* Task brief *
The lines needed are those below that contain the word "machinery"; copy each one.

*** Opening of Records provided ***

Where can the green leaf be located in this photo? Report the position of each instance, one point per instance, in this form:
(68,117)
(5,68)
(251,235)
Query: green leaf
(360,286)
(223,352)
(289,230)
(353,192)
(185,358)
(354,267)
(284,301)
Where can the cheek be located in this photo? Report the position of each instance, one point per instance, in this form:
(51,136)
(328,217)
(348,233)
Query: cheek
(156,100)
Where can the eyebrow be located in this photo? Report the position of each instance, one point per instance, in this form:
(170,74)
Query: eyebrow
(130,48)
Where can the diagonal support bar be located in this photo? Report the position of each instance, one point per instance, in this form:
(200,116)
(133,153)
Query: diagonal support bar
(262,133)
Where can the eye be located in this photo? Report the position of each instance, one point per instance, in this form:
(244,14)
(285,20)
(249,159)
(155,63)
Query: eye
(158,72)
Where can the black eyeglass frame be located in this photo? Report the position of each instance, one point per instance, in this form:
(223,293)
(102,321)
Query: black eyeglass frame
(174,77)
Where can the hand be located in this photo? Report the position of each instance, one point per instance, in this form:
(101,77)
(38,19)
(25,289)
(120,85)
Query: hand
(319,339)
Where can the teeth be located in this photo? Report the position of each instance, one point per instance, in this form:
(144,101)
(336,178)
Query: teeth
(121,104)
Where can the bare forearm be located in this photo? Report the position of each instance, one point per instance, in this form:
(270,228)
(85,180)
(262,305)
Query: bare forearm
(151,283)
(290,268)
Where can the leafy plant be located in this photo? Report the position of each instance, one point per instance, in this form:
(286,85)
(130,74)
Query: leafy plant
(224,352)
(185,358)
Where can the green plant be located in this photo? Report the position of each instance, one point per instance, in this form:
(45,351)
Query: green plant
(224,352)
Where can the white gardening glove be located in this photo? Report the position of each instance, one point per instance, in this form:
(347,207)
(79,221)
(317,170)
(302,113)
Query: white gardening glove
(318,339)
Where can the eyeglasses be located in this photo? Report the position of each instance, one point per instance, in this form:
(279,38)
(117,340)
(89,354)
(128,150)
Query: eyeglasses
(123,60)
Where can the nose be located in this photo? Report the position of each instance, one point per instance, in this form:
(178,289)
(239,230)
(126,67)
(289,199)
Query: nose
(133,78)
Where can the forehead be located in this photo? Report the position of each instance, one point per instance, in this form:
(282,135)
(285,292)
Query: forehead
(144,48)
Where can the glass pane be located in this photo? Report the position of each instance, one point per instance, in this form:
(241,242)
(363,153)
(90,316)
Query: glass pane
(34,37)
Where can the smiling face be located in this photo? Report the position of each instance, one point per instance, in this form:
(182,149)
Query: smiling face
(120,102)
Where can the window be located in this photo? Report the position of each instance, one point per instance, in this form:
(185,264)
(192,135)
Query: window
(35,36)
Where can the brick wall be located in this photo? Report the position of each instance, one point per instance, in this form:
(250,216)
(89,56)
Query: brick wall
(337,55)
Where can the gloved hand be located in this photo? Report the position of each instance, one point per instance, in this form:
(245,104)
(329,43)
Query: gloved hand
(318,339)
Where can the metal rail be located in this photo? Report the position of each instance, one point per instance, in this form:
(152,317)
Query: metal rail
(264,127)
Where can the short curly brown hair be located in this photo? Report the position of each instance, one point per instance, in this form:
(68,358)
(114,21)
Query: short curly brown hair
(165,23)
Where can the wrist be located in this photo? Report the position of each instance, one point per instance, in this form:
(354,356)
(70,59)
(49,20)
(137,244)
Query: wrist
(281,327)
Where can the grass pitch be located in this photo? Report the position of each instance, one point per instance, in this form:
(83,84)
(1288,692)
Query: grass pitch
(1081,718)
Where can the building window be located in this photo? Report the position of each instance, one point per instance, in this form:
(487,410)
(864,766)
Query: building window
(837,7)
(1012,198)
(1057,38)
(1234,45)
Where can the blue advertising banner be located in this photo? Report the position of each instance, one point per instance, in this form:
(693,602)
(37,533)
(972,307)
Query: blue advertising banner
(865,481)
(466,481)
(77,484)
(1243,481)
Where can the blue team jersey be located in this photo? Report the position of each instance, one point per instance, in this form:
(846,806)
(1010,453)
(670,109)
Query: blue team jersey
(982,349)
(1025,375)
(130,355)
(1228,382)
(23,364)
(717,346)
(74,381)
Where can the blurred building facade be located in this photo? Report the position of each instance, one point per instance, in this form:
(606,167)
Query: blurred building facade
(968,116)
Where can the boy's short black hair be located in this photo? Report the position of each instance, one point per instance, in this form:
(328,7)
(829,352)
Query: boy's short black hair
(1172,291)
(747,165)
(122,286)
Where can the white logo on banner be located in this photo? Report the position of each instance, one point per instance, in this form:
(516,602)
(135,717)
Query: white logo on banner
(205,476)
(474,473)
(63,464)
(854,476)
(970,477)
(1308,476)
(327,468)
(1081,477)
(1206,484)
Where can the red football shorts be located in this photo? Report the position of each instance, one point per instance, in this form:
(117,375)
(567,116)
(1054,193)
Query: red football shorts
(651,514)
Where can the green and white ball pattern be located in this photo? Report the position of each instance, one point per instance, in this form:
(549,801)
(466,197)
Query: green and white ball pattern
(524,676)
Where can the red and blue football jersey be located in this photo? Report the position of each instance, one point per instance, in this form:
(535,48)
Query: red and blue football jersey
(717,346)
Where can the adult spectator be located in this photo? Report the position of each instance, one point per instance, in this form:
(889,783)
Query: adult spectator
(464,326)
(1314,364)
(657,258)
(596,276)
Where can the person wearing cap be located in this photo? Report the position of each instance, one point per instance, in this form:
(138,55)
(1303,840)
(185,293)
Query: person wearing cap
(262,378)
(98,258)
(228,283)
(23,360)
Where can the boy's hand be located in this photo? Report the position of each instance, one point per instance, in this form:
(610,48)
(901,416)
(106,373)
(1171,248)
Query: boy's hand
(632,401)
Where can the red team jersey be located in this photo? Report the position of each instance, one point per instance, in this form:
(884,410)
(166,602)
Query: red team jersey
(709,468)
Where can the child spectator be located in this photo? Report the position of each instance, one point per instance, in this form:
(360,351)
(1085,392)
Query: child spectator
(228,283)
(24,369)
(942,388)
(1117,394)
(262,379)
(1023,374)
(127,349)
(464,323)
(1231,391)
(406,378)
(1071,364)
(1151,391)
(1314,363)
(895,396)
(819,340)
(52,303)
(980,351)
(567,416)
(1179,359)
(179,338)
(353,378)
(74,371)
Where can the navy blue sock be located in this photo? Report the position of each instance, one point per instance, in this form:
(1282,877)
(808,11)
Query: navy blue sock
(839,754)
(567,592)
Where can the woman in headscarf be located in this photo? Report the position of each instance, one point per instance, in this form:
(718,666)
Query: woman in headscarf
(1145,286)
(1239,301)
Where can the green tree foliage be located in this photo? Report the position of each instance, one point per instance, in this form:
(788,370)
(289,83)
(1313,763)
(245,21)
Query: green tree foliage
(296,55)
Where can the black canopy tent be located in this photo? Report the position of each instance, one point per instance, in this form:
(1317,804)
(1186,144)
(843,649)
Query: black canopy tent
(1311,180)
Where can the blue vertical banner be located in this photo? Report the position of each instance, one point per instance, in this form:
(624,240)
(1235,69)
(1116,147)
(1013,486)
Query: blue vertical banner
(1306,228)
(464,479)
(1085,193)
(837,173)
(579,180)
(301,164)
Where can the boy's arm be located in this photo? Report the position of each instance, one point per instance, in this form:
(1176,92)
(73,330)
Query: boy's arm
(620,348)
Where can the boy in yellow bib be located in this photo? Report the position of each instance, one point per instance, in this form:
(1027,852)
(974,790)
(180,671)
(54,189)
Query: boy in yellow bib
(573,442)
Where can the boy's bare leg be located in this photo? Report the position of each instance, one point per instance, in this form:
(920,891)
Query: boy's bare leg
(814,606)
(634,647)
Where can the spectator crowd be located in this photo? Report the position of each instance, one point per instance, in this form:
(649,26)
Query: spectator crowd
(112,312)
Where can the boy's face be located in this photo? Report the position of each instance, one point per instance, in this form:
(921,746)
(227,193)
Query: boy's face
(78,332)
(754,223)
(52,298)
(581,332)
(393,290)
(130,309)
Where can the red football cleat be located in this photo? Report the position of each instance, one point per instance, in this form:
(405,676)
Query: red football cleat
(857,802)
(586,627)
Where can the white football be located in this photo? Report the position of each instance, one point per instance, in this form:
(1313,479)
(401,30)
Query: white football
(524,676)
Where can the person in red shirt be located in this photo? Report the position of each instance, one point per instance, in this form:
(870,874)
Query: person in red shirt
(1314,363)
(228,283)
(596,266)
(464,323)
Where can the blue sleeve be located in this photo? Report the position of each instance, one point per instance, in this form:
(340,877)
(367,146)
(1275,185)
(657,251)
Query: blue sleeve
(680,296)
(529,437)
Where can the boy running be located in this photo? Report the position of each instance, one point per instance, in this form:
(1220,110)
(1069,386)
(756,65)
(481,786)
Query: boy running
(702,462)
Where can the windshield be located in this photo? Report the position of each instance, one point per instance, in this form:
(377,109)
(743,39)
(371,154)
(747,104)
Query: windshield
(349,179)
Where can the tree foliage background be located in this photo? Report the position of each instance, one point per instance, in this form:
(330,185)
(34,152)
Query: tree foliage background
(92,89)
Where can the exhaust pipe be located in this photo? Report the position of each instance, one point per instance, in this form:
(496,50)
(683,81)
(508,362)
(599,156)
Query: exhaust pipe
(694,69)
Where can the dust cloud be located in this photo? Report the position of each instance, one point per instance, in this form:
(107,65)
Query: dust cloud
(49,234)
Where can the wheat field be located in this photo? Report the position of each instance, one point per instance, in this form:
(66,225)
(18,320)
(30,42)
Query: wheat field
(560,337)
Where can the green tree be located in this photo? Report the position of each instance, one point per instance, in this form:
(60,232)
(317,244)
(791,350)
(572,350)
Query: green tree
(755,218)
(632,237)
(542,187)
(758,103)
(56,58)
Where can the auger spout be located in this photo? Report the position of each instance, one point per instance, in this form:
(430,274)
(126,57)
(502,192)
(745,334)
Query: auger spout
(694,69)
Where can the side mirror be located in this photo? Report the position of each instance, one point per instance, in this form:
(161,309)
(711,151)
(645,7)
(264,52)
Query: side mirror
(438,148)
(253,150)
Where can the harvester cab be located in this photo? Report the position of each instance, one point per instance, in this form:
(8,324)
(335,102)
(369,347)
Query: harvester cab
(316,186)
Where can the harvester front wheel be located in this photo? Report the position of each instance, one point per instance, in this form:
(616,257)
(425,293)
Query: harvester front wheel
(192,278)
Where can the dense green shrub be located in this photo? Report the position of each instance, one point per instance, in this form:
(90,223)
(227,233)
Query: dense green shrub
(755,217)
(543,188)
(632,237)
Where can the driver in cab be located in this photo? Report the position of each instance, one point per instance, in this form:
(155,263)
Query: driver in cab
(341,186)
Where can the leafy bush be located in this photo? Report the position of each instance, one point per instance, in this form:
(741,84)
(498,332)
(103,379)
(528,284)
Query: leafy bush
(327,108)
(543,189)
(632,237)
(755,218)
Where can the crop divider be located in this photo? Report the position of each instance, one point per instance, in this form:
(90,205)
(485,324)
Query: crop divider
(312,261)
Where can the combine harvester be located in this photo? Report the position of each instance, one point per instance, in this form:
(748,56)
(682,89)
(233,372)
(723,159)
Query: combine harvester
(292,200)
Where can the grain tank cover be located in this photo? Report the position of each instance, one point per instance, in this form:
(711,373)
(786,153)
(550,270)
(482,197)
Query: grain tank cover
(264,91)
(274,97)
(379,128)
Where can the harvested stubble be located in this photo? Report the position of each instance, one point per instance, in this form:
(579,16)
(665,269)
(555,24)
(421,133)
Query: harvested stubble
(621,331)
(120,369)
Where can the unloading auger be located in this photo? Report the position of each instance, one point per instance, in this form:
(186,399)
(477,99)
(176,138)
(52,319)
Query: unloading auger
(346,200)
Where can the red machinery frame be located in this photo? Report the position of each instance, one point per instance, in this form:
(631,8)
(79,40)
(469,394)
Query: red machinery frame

*** Close of Records provided ***

* Result of this exercise *
Where can the red machinery frame be located in this photo? Report the position of each instance, one point per instance, in this form:
Query: red machinery frame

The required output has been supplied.